GOAL:
Reproduce each of the items below word for word, omitting the pictures.

EXTRACTED MATERIAL:
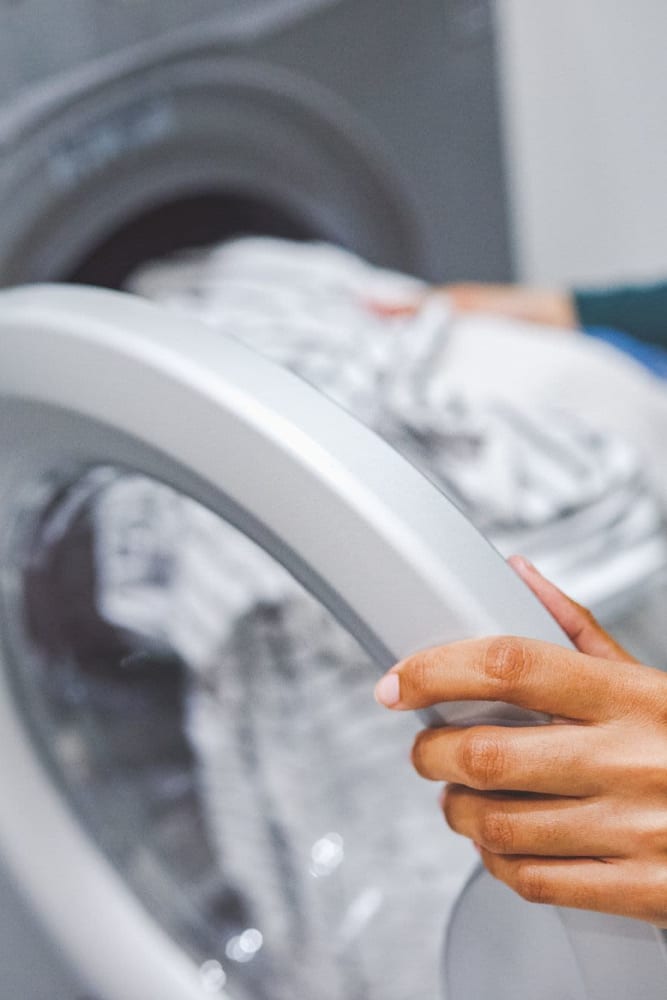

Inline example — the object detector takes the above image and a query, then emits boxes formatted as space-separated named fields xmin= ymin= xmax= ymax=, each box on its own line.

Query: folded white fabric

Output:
xmin=86 ymin=239 xmax=667 ymax=1000
xmin=124 ymin=238 xmax=667 ymax=609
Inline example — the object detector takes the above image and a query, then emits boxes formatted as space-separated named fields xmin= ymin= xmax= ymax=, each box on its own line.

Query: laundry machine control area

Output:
xmin=0 ymin=0 xmax=510 ymax=285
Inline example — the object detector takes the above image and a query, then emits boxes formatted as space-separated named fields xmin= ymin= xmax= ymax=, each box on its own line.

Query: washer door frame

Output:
xmin=0 ymin=286 xmax=659 ymax=1000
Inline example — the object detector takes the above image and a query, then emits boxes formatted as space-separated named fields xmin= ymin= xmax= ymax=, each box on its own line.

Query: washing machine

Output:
xmin=0 ymin=0 xmax=511 ymax=286
xmin=0 ymin=0 xmax=667 ymax=1000
xmin=0 ymin=285 xmax=667 ymax=1000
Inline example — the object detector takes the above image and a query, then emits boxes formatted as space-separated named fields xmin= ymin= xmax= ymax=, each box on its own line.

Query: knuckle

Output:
xmin=410 ymin=730 xmax=432 ymax=778
xmin=483 ymin=636 xmax=530 ymax=694
xmin=442 ymin=785 xmax=461 ymax=833
xmin=512 ymin=863 xmax=553 ymax=903
xmin=480 ymin=810 xmax=514 ymax=854
xmin=401 ymin=653 xmax=435 ymax=701
xmin=459 ymin=729 xmax=505 ymax=791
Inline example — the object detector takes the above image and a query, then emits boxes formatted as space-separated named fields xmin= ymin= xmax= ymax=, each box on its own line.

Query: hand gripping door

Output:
xmin=0 ymin=287 xmax=667 ymax=1000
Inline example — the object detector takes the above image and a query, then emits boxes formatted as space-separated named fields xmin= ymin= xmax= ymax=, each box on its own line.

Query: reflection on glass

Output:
xmin=6 ymin=468 xmax=474 ymax=1000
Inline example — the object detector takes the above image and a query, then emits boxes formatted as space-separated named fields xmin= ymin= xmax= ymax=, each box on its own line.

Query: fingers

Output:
xmin=480 ymin=848 xmax=667 ymax=926
xmin=443 ymin=785 xmax=634 ymax=858
xmin=507 ymin=556 xmax=637 ymax=663
xmin=412 ymin=725 xmax=608 ymax=796
xmin=375 ymin=636 xmax=656 ymax=721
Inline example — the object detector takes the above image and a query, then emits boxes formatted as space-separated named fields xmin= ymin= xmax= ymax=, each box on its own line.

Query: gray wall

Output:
xmin=497 ymin=0 xmax=667 ymax=283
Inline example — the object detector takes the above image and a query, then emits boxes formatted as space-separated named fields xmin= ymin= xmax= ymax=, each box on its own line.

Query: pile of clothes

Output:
xmin=87 ymin=239 xmax=667 ymax=1000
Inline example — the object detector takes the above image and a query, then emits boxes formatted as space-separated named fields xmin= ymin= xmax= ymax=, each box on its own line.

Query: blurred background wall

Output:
xmin=497 ymin=0 xmax=667 ymax=283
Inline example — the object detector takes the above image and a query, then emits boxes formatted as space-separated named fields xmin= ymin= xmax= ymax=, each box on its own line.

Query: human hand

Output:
xmin=372 ymin=282 xmax=579 ymax=330
xmin=376 ymin=557 xmax=667 ymax=927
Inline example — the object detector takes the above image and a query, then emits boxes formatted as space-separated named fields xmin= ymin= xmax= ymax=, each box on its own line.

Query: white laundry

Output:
xmin=87 ymin=239 xmax=667 ymax=1000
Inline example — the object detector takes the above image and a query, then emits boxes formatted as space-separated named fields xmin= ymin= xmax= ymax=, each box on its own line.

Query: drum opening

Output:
xmin=61 ymin=191 xmax=321 ymax=288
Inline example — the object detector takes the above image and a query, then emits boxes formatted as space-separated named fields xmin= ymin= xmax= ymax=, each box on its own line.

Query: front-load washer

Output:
xmin=0 ymin=0 xmax=510 ymax=287
xmin=0 ymin=286 xmax=667 ymax=1000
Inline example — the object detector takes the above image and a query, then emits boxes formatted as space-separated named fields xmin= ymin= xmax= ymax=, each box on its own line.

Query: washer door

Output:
xmin=0 ymin=287 xmax=664 ymax=1000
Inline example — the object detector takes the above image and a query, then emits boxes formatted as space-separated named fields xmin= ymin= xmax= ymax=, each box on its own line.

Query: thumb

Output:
xmin=507 ymin=556 xmax=638 ymax=663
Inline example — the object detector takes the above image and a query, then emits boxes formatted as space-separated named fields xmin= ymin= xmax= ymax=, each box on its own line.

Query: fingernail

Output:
xmin=374 ymin=674 xmax=401 ymax=708
xmin=507 ymin=556 xmax=537 ymax=574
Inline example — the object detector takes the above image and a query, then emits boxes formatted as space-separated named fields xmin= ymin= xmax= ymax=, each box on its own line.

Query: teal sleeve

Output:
xmin=573 ymin=282 xmax=667 ymax=347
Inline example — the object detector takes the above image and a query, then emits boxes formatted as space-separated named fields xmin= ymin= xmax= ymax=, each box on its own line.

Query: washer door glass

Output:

COMPLETE ANSWER:
Inline example — the object detector takes the above image and a query, then emits boxes formatted as space-separated named fields xmin= ymin= xmax= ymax=, each box on its own line.

Query: folded white fabric

Output:
xmin=86 ymin=239 xmax=667 ymax=1000
xmin=124 ymin=238 xmax=667 ymax=609
Inline example — the object detector takes the above image and a query, then emits boxes formatted as space-separated named fields xmin= ymin= xmax= ymax=, each box on its own line.

Query: laundry machine control area

Output:
xmin=0 ymin=0 xmax=510 ymax=285
Inline example — the object detector takes the above image and a query, then emits boxes formatted as space-separated named fields xmin= ymin= xmax= ymax=, each box on its own line.

Query: washer door frame

Output:
xmin=0 ymin=286 xmax=659 ymax=1000
Inline example — the object detector takes the above image and a query, then emits boxes formatted as space-separated named fields xmin= ymin= xmax= ymax=, each box on its own line.

Query: washing machine

Output:
xmin=0 ymin=0 xmax=511 ymax=286
xmin=0 ymin=0 xmax=667 ymax=1000
xmin=0 ymin=285 xmax=667 ymax=1000
Inline example — the object detector takes the above image and a query, then emits boxes formatted as space-separated named fields xmin= ymin= xmax= ymax=, each box on its own line.

Query: knuckle

Output:
xmin=410 ymin=730 xmax=432 ymax=778
xmin=483 ymin=636 xmax=530 ymax=694
xmin=442 ymin=785 xmax=461 ymax=833
xmin=512 ymin=863 xmax=553 ymax=903
xmin=480 ymin=810 xmax=514 ymax=854
xmin=401 ymin=653 xmax=435 ymax=701
xmin=459 ymin=729 xmax=505 ymax=791
Inline example — the object detector takes the above image and a query, then emits boxes formatted as space-separated named fields xmin= ymin= xmax= ymax=, each box on its own line.

Query: hand gripping door

Output:
xmin=0 ymin=287 xmax=667 ymax=1000
Inline example — the object detector takes the above image and a query, then emits boxes formatted as space-separated named fields xmin= ymin= xmax= ymax=, each box on its own line.

Query: reflection on glass

Output:
xmin=6 ymin=468 xmax=474 ymax=1000
Inline example — the object detector takes the above image and a query, then emits boxes formatted as space-separated named fields xmin= ymin= xmax= ymax=, each box on its own line.

Query: fingers

Output:
xmin=480 ymin=848 xmax=667 ymax=926
xmin=443 ymin=785 xmax=634 ymax=858
xmin=507 ymin=556 xmax=637 ymax=663
xmin=412 ymin=725 xmax=608 ymax=796
xmin=375 ymin=636 xmax=656 ymax=721
Inline example — the object detector takes the above image and a query, then emits boxes formatted as space-separated named fields xmin= ymin= xmax= ymax=, each box on its own line.

Query: gray wall

Output:
xmin=497 ymin=0 xmax=667 ymax=283
Inline example — the object detector takes the above image and a query, then emits boxes formatted as space-separated named fields xmin= ymin= xmax= ymax=, each box on its own line.

Query: pile of clothes

Output:
xmin=87 ymin=239 xmax=667 ymax=1000
Inline example — the object detector takes the above image and a query, then emits boxes formatted as space-separated named fields xmin= ymin= xmax= ymax=, each box on its own line.

Query: blurred background wall

Output:
xmin=497 ymin=0 xmax=667 ymax=283
Inline example — the object detector takes the above image and a query, then emits boxes formatted as space-separated named fields xmin= ymin= xmax= ymax=, each box on its own line.

Query: human hand

Output:
xmin=372 ymin=282 xmax=579 ymax=330
xmin=376 ymin=557 xmax=667 ymax=927
Inline example — the object detector takes the above image and a query, then emits boxes formatted as space-separated named fields xmin= ymin= xmax= ymax=, each box on its own line.

Query: white laundry

Output:
xmin=87 ymin=239 xmax=667 ymax=1000
Inline example — the object detector takes the above image and a query, then emits boxes formatted as space-separated named fields xmin= ymin= xmax= ymax=, each box on its own line.

Query: drum opening

Output:
xmin=61 ymin=191 xmax=321 ymax=288
Inline example — the object detector takes the above image and a query, then emits boxes formatted as space-separated named fields xmin= ymin= xmax= ymax=, each box on its own line.

Query: front-load washer

Output:
xmin=0 ymin=0 xmax=510 ymax=287
xmin=0 ymin=286 xmax=667 ymax=1000
Inline example — the object detector takes the above image and a query, then emits boxes formatted as space-separated named fields xmin= ymin= xmax= ymax=, each box on its own line.

Query: washer door

Output:
xmin=0 ymin=287 xmax=664 ymax=1000
Inline example — the object detector takes the above image and a query, then emits boxes formatted as space-separated named fields xmin= ymin= xmax= ymax=, each box on its own line.

Query: thumb

Output:
xmin=507 ymin=556 xmax=638 ymax=663
Inline example — the object detector takes the above image and a query, then emits boxes formatted as space-separated named fields xmin= ymin= xmax= ymax=, each box on its own line.

Query: fingernail

Output:
xmin=374 ymin=674 xmax=401 ymax=708
xmin=507 ymin=556 xmax=537 ymax=574
Inline example — the object detector takes the above image and a query, then emits boxes formatted as space-separated named fields xmin= ymin= xmax= ymax=, each box on its own line.

Query: teal sleeve

Output:
xmin=573 ymin=282 xmax=667 ymax=347
Inline example — the object detector takes the above image and a query, then emits boxes formatted as space-separated named fields xmin= ymin= xmax= ymax=, each box on its own line.

Query: washer door glass

Output:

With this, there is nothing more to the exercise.